START DATASET RECORDS

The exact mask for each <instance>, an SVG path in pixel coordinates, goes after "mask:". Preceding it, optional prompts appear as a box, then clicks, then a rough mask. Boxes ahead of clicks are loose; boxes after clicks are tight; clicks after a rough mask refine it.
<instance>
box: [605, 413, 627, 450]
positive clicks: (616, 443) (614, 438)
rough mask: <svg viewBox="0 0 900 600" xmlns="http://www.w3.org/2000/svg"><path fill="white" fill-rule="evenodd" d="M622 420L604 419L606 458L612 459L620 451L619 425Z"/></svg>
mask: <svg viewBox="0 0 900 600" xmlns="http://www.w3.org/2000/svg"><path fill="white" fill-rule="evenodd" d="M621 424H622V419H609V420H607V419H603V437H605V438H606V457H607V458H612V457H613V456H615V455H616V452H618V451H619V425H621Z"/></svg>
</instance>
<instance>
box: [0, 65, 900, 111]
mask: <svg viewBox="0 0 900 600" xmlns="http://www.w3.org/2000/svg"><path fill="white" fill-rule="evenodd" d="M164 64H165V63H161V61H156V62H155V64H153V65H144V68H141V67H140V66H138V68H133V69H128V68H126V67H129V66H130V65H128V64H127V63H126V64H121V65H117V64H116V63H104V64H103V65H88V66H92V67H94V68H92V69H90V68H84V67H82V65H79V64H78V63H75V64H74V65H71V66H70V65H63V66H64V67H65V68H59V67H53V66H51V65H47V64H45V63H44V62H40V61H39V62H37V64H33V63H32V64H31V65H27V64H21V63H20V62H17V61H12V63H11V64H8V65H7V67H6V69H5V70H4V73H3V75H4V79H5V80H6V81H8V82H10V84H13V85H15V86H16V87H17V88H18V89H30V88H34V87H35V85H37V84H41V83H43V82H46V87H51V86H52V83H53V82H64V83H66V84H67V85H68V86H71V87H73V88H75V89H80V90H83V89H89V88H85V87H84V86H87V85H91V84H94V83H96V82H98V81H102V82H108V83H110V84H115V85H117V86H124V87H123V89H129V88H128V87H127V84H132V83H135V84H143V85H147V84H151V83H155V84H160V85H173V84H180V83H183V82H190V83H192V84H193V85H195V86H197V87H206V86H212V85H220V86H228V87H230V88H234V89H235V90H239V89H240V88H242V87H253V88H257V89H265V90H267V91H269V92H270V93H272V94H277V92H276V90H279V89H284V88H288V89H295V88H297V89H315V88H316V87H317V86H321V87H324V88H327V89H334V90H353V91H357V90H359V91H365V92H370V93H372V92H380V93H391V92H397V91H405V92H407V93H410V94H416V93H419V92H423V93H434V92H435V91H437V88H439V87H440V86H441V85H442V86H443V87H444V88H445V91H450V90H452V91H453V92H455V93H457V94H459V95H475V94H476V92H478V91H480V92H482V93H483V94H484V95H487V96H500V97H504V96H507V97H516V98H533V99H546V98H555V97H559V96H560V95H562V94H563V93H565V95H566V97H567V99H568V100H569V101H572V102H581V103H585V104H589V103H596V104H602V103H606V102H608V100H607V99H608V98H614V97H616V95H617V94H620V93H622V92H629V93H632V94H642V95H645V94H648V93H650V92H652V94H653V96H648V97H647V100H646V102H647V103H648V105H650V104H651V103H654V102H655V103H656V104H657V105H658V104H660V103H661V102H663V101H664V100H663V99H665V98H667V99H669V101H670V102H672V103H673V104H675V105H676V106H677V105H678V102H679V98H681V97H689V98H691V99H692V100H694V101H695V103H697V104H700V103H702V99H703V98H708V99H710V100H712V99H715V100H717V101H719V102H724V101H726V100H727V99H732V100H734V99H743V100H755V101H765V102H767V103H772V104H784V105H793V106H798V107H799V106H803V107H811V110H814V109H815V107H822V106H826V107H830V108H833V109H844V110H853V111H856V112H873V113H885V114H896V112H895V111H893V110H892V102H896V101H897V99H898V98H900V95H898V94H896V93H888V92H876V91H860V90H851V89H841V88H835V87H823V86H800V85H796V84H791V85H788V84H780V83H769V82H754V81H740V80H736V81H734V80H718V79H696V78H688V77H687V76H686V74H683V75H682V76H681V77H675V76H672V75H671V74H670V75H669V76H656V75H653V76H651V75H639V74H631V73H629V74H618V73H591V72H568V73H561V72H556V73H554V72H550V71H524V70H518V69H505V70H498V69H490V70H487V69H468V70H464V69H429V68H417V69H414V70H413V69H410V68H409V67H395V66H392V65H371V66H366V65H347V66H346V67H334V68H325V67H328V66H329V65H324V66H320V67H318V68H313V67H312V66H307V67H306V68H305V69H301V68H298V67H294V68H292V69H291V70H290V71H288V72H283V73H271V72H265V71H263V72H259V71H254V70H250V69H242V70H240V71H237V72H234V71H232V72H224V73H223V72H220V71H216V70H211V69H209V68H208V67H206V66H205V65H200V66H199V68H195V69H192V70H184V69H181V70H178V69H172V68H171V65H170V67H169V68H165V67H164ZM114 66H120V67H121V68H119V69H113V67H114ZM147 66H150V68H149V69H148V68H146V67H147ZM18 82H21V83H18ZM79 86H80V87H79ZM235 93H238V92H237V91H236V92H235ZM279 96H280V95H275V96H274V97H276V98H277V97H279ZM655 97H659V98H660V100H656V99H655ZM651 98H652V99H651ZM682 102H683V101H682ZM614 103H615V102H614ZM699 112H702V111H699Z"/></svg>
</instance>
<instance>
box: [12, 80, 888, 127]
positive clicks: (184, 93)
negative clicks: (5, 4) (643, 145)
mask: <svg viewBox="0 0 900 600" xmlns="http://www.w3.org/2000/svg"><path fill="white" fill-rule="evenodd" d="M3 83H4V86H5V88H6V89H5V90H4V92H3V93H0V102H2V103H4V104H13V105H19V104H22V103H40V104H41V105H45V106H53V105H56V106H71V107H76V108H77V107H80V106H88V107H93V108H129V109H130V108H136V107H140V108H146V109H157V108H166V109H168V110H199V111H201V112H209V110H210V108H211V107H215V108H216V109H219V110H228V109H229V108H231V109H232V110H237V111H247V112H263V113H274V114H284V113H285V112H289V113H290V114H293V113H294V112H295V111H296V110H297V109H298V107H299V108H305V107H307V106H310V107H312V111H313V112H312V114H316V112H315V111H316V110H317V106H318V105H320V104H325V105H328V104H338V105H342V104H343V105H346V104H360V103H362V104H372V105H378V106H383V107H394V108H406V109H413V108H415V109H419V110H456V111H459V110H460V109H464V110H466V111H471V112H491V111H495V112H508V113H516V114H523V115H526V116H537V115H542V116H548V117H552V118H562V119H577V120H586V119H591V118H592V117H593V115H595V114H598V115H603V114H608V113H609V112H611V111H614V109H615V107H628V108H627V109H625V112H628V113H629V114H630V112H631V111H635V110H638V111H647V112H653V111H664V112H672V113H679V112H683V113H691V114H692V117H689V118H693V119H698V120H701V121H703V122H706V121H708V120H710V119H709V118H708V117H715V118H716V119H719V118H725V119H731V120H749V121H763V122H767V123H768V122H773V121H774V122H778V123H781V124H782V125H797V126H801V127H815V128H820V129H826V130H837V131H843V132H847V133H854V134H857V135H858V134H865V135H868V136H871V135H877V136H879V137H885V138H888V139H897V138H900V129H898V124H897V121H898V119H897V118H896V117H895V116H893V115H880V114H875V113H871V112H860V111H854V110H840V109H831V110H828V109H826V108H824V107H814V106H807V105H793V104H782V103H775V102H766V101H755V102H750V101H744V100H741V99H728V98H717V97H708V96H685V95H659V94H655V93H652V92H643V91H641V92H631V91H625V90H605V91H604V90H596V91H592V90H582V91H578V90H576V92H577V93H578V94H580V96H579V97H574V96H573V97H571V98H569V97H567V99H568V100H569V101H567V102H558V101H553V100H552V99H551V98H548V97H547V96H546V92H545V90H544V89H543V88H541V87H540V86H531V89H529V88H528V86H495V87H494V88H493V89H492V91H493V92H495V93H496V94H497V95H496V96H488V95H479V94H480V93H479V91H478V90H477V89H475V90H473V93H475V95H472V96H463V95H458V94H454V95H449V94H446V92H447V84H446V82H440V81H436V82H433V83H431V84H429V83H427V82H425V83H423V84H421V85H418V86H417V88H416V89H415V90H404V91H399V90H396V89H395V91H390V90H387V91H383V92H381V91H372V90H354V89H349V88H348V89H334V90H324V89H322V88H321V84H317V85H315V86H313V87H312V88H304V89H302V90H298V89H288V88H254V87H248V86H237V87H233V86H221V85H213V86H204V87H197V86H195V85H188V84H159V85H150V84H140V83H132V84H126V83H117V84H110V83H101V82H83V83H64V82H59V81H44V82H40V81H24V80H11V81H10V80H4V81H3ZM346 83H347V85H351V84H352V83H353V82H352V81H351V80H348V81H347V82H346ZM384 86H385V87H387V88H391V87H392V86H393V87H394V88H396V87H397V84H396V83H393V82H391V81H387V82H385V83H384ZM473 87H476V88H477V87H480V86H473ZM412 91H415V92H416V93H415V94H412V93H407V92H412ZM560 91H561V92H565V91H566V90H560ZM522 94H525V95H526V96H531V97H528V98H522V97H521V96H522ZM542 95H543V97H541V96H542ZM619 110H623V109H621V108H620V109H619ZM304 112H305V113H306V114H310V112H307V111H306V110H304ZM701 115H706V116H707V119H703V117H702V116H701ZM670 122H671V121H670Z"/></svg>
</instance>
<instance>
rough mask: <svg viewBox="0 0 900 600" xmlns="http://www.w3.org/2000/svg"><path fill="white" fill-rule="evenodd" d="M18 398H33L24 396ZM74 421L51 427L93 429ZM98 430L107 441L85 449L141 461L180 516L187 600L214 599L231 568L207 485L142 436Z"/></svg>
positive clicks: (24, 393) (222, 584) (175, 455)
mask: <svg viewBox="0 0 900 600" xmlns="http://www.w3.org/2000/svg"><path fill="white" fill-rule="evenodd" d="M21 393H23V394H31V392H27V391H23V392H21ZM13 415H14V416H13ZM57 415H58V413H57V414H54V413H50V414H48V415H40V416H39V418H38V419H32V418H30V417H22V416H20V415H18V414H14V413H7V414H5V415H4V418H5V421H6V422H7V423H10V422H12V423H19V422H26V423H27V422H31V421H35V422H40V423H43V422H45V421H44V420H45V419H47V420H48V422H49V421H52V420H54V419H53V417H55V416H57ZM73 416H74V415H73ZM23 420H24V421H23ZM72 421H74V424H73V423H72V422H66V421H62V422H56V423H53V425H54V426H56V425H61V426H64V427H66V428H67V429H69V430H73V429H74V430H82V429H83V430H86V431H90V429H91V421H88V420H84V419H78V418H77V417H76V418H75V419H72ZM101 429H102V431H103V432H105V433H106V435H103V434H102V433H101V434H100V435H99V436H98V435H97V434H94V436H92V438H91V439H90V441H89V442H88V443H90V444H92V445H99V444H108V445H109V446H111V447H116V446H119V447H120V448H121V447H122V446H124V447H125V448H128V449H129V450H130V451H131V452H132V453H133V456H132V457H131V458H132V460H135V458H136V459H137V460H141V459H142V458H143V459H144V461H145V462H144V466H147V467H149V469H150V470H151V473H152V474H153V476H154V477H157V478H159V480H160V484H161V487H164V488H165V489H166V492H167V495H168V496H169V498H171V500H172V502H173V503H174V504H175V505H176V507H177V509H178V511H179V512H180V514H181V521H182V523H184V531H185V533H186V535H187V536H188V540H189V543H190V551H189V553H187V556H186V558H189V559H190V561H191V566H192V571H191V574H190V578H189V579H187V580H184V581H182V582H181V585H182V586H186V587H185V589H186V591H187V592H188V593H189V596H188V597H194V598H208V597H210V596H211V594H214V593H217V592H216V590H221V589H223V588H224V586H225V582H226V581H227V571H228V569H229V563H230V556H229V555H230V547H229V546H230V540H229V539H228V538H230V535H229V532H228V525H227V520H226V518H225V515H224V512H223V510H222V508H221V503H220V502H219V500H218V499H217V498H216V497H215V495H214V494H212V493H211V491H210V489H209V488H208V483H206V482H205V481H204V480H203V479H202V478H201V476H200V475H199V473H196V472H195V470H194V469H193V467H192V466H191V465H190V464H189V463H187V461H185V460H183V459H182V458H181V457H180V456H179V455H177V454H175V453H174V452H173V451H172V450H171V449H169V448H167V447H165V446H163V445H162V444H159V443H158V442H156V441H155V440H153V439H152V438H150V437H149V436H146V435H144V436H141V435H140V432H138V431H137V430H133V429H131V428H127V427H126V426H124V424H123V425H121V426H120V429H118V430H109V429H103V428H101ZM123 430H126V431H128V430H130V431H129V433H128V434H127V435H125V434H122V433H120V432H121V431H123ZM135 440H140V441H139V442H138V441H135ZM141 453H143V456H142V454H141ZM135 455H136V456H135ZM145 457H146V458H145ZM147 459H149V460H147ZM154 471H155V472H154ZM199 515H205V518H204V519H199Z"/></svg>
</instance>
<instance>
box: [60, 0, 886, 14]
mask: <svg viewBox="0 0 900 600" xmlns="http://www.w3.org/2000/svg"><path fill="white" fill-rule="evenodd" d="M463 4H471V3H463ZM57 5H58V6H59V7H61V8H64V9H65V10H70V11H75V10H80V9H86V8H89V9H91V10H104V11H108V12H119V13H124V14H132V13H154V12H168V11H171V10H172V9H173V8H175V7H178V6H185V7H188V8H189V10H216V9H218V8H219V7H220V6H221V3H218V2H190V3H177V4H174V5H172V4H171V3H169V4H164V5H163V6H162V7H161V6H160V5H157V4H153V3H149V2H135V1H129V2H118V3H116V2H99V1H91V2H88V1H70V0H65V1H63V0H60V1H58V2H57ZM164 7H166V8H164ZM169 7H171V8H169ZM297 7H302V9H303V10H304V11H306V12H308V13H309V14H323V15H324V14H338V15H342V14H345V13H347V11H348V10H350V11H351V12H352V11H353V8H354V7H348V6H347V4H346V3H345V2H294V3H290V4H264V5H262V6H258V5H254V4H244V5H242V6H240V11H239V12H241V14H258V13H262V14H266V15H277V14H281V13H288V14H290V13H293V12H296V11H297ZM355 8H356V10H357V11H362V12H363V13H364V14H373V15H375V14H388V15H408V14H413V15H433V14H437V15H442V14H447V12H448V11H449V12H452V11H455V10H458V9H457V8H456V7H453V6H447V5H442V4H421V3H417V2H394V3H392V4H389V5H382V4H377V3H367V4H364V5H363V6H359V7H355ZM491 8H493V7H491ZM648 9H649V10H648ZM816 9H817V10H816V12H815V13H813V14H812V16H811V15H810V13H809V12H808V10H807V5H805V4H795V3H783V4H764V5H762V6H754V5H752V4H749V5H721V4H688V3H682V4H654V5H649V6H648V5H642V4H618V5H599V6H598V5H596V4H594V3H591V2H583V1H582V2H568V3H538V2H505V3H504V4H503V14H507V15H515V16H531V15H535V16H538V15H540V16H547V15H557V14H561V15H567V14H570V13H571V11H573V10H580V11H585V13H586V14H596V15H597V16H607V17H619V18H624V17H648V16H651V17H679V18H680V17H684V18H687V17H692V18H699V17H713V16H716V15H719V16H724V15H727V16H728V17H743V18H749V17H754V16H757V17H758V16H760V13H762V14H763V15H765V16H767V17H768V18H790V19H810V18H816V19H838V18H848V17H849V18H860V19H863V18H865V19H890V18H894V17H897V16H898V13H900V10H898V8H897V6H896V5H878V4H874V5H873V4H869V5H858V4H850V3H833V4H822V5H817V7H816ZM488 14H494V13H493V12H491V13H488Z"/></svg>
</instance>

END DATASET RECORDS

▸ PROBLEM DESCRIPTION
Reproduce each line from the data that has "positive" in it.

▸ SOLVED PROBLEM
positive clicks: (616, 443) (614, 438)
positive clicks: (184, 93)
positive clicks: (24, 393) (222, 584) (175, 455)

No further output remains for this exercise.